◆ Text to read
───
The Life and Death of Superman

How manipulation of the media during the Cold War stifled criticism, manufactured consent and laid the groundwork for the modern surveillance state

As a meek, “mild-mannered” reporter for the Daily Planet, the fictional Clark Kent won real fame during the 1950s by ducking into alleys and the occasional phone booth, stripping down to his Superman outfit, and flying valiantly through the air in pursuit of bad guys “faster than a speeding bullet.”

“Look! Up in the sky, it’s a bird, it’s a plane, it’s Superman!” boomed the intro to the popular Superman TV show.

In those days, larger-than-life journalists spoke with a sense of reassuring conviction about the uncertainty of our Cold War conflicted universe. The Superman blurb announcing the fight for “truth, justice, and the American way” signaled to grass roots TV viewers of that era that trusted father figures such as Edward R. Murrow, whose “See It Now” series won American hearts and minds, a place of honor on 29 cent postage stamps, a star on Hollywood’s Walk of Fame, and the praise of President Harry Truman, had their backs.

The Cold War unfolded just as painful memories of the Great Depression and World War II had begun to recede, two cars were in every garage, and voices of charismatic leaders such as John Kennedy resounded with hope and infinite possibility. But the aura of optimism was offset by the threat of nuclear annihilation, the fear mongering of Sen. Joseph McCarthy, and President Eisenhower’s warning in his 1961 farewell address about the dangers of the military industrial complex.
───
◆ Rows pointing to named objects
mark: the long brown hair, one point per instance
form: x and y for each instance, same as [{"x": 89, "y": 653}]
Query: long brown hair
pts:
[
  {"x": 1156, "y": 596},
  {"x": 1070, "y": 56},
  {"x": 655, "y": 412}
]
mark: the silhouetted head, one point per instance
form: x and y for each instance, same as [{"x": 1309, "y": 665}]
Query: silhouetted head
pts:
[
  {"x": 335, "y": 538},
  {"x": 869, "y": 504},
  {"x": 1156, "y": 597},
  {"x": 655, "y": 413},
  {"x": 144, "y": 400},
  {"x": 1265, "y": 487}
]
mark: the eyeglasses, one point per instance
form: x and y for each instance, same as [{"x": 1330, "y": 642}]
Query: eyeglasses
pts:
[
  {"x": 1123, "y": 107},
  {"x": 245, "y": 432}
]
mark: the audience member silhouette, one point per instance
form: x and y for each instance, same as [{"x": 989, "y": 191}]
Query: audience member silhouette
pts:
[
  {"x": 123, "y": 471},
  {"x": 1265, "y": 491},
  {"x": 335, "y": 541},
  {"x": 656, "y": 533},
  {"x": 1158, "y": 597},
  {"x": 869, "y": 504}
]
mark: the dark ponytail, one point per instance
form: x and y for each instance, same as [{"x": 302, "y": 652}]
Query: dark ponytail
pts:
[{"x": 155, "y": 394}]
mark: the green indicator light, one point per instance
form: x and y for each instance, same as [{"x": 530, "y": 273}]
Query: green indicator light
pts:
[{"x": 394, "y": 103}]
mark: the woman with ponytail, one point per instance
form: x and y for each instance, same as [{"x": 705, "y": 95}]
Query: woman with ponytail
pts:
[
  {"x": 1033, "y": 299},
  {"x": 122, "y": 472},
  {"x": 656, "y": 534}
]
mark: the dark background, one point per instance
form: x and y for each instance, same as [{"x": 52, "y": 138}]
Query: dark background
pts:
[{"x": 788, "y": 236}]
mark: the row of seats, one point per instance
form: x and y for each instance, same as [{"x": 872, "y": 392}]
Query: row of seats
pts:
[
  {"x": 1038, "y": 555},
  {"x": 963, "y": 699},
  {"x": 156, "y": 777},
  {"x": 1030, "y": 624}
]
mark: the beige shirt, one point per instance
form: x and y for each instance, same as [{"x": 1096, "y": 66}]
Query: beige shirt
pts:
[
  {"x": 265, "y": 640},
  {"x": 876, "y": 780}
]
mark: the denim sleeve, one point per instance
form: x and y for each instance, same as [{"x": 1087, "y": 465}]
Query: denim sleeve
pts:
───
In the Superman text, answer these:
1. For which newspaper did Clark Kent work as a reporter?
2. What was the name of Edward R. Murrow's series?
3. In what year did President Eisenhower give the farewell address that warned about the military industrial complex?

1. The Daily Planet
2. "See It Now"
3. 1961